- _Stored dataset items_:
start

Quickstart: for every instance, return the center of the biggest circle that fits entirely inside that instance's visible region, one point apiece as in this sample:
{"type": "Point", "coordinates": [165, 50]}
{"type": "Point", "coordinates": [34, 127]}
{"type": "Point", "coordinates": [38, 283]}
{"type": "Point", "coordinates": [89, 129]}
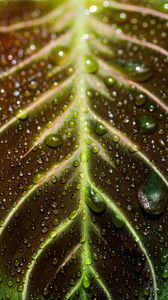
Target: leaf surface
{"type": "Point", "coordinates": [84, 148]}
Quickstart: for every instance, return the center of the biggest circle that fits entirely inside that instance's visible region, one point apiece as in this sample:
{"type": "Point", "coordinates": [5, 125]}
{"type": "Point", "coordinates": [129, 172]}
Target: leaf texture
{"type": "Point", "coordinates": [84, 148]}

end
start

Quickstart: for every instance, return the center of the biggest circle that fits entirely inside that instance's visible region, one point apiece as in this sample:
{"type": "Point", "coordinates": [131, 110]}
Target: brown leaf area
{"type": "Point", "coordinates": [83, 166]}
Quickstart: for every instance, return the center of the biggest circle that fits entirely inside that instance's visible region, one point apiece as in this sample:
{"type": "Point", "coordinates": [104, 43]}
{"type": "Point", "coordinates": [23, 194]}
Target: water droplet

end

- _STATED GOAL_:
Count the lines of the material above that contain the word "leaf". Give only the number.

- _FINISHED ANSWER_:
3